- [Brief]: The entries below are to be written out again without alteration.

━━━━━━━━━━━━━━━━━━━━

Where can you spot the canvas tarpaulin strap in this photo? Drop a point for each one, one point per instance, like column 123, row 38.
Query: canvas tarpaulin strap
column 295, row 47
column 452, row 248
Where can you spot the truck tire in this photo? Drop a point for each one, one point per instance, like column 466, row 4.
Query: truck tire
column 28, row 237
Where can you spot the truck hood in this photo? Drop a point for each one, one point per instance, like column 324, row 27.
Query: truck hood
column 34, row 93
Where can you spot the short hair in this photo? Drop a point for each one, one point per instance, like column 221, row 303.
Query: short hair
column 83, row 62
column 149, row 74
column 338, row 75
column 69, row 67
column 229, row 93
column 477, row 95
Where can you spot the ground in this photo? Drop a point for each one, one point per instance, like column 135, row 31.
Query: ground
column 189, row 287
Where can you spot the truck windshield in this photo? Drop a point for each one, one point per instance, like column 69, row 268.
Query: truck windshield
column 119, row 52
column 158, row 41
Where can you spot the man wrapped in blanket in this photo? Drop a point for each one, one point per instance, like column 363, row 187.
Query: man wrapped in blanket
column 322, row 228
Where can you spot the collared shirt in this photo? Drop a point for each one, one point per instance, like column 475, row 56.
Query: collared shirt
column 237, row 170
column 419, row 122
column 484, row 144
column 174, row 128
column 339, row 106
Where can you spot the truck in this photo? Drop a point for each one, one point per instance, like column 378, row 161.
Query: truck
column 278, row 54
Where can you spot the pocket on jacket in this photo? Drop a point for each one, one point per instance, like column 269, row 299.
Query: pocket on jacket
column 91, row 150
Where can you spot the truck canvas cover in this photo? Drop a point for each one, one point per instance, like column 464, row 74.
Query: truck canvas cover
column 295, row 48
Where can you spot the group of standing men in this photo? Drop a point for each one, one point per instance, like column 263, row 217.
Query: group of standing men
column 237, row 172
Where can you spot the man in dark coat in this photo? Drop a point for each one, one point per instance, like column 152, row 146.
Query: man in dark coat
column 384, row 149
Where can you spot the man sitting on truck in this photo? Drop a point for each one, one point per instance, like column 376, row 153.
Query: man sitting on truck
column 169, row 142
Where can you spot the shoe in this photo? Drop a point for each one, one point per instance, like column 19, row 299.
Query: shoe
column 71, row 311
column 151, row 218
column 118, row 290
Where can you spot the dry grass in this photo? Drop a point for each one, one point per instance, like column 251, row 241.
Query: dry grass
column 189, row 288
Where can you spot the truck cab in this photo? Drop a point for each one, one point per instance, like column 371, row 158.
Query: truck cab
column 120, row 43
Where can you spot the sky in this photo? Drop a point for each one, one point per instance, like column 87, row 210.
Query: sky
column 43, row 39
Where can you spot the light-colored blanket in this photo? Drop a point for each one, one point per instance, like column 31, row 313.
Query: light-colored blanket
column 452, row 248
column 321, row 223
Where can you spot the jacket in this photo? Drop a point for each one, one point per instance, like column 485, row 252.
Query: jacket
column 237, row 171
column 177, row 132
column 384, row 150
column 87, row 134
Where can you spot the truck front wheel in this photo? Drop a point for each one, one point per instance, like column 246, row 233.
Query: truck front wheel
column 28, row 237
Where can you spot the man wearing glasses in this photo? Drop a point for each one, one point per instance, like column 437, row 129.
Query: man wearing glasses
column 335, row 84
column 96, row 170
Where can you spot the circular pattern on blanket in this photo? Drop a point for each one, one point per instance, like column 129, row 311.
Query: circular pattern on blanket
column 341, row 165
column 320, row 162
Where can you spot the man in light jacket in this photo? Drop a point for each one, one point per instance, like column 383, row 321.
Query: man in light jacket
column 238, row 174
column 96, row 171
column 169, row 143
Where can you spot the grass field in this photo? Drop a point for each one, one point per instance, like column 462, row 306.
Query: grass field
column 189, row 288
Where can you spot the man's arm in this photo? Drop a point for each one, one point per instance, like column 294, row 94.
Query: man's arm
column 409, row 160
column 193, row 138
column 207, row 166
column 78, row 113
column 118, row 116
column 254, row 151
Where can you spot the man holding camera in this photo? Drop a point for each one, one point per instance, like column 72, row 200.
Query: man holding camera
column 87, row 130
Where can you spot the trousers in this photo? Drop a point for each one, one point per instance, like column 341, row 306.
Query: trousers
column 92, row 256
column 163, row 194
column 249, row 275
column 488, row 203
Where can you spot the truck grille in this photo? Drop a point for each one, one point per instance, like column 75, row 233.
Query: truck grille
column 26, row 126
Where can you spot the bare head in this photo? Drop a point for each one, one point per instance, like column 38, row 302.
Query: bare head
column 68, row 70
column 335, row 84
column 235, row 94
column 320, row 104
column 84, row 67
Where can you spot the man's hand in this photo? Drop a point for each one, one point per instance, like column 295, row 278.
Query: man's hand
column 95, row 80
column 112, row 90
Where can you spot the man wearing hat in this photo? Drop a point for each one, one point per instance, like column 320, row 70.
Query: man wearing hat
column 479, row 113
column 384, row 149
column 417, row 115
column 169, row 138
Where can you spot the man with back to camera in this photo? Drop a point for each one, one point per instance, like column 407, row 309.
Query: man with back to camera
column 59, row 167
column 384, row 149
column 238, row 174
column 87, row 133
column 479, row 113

━━━━━━━━━━━━━━━━━━━━

- [Completed task]:
Where can you spot the canvas tarpaulin strap in this photo? Drop a point for each one, one point per instance, like column 123, row 38.
Query: canvas tarpaulin strap
column 295, row 47
column 452, row 248
Where can you spot the truck tire in this photo? Drop a point for each one, one point per instance, like column 466, row 4.
Query: truck tire
column 28, row 237
Where can you spot the truck hood in this photo? Drop a point for each one, one point per instance, like column 324, row 27.
Query: truck hood
column 34, row 93
Where can you spot the short hair in this photo? Drop a point for each one, one point per instance, like column 221, row 303.
Query: short hair
column 83, row 62
column 149, row 74
column 338, row 75
column 69, row 67
column 229, row 93
column 477, row 95
Where can you spot the ground in this photo? Drop a point for each one, one point per instance, like column 135, row 31.
Query: ground
column 189, row 287
Where can you spot the truck windshield in this photo? Drop a point for each one, one point per instance, like column 69, row 268.
Query: truck windshield
column 119, row 52
column 158, row 41
Where can you spot the man wrapped in blanket in this photo? Drop a point for each one, one point per instance, like column 363, row 187.
Query: man wrapped in blanket
column 322, row 228
Where can you spot the collared shirt in this photo? Drop a point for each one, one point per instance, like column 475, row 56.
Query: collared shirt
column 237, row 170
column 419, row 122
column 484, row 144
column 174, row 128
column 339, row 106
Where can you spot the truck in this photo? Drop a point for each one, one point per instance, like column 378, row 161.
Query: truck
column 278, row 54
Where can you spot the pocket on jacket in this photo? Drop a point for each one, one point per instance, like column 269, row 299.
Query: pocket on jacket
column 91, row 150
Where can you spot the truck canvas cover in this photo? Drop a point for each one, one point per instance, like column 464, row 74.
Query: truck canvas cover
column 295, row 48
Where can you spot the group of standing men in this photo? Drop a point for each one, one point per instance, like column 263, row 217.
Query: group of standing men
column 237, row 172
Where can you spot the man in dark coat in this photo? Drop a point for each one, one point per instance, like column 152, row 146.
Query: man in dark coat
column 384, row 149
Where can you spot the man sitting on truck in this photo? Drop a point for each one, one point per instance, like column 376, row 153.
Query: man sitting on truck
column 169, row 142
Where can you spot the shoe in this photo? Drop a point for each one, one point per instance, like column 19, row 299.
Query: shoe
column 71, row 311
column 151, row 218
column 118, row 290
Where can you spot the dry grass in this photo? Drop a point for each one, one point per instance, like column 251, row 241.
Query: dry grass
column 189, row 288
Where can you spot the truck cab in this photo? Drop a point for each one, one point per instance, like column 371, row 158.
Query: truck cab
column 120, row 43
Where can you spot the sky in this photo? Drop a point for each one, one point per instance, like column 87, row 210.
Query: sky
column 43, row 39
Where can you spot the light-colored blanket in this photo? Drop a point for each one, one point per instance, like column 31, row 313.
Query: light-colored blanket
column 452, row 248
column 321, row 223
Where can you spot the jacket in this photo? Drop a point for each one, one point per instance, like column 485, row 252.
Query: jacket
column 237, row 171
column 177, row 132
column 384, row 150
column 87, row 134
Where can you spot the truck front wheel in this photo? Drop a point for each one, one point per instance, like column 246, row 233.
Query: truck front wheel
column 28, row 237
Where can you spot the man wearing glasses in this photo? Drop a point for each one, one point per instance, like column 437, row 129.
Query: man wearing glasses
column 335, row 84
column 96, row 170
Where can you spot the circular pattern on blanket in this photo? Drop a point for each one, one point per instance, like column 129, row 311.
Query: circular pattern on blanket
column 341, row 165
column 320, row 162
Where can you spot the man in light jacket in this photo? Drop a point for each one, one point per instance, like column 383, row 321.
Query: man in light jacket
column 238, row 174
column 96, row 171
column 169, row 143
Where can you spot the grass field in this photo? Drop a point for each one, one point per instance, like column 462, row 306.
Query: grass field
column 189, row 288
Where can you spot the man's arm in this photo? Drop a point for each one, one point per instance, like column 294, row 94.
Query: man's arm
column 409, row 160
column 193, row 138
column 207, row 166
column 78, row 113
column 118, row 116
column 254, row 151
Where can you spot the man holding camera in this photo? Drop a point for each one, one point per instance, like column 72, row 200.
Query: man holding camera
column 87, row 130
Where can you spot the trousers in this photo? Drop a point for each one, one point per instance, like column 341, row 306.
Query: trousers
column 92, row 256
column 163, row 194
column 249, row 275
column 488, row 203
Where can you spot the truck grille in this photo? Drop a point for each one, one point per instance, like column 75, row 233.
Query: truck grille
column 26, row 126
Where can you spot the bare head in this photo? Drop a point for each one, one point per instance, like column 38, row 302.
Query: bare head
column 68, row 70
column 335, row 84
column 235, row 94
column 320, row 104
column 84, row 67
Where can you spot the man's hand in this photo? Drop a point for each one, one point per instance, like column 295, row 278.
Query: man's hand
column 95, row 80
column 112, row 90
Where can you spot the man wearing hat in this photo? Drop a point for each one, one point per instance, like column 320, row 70.
Query: man wearing hat
column 479, row 113
column 384, row 149
column 417, row 115
column 169, row 138
Where can you spot the man with back to camera in this photo? Drop a point for each one, one point per instance, like column 407, row 309.
Query: man with back to camera
column 59, row 167
column 384, row 149
column 238, row 174
column 87, row 133
column 479, row 113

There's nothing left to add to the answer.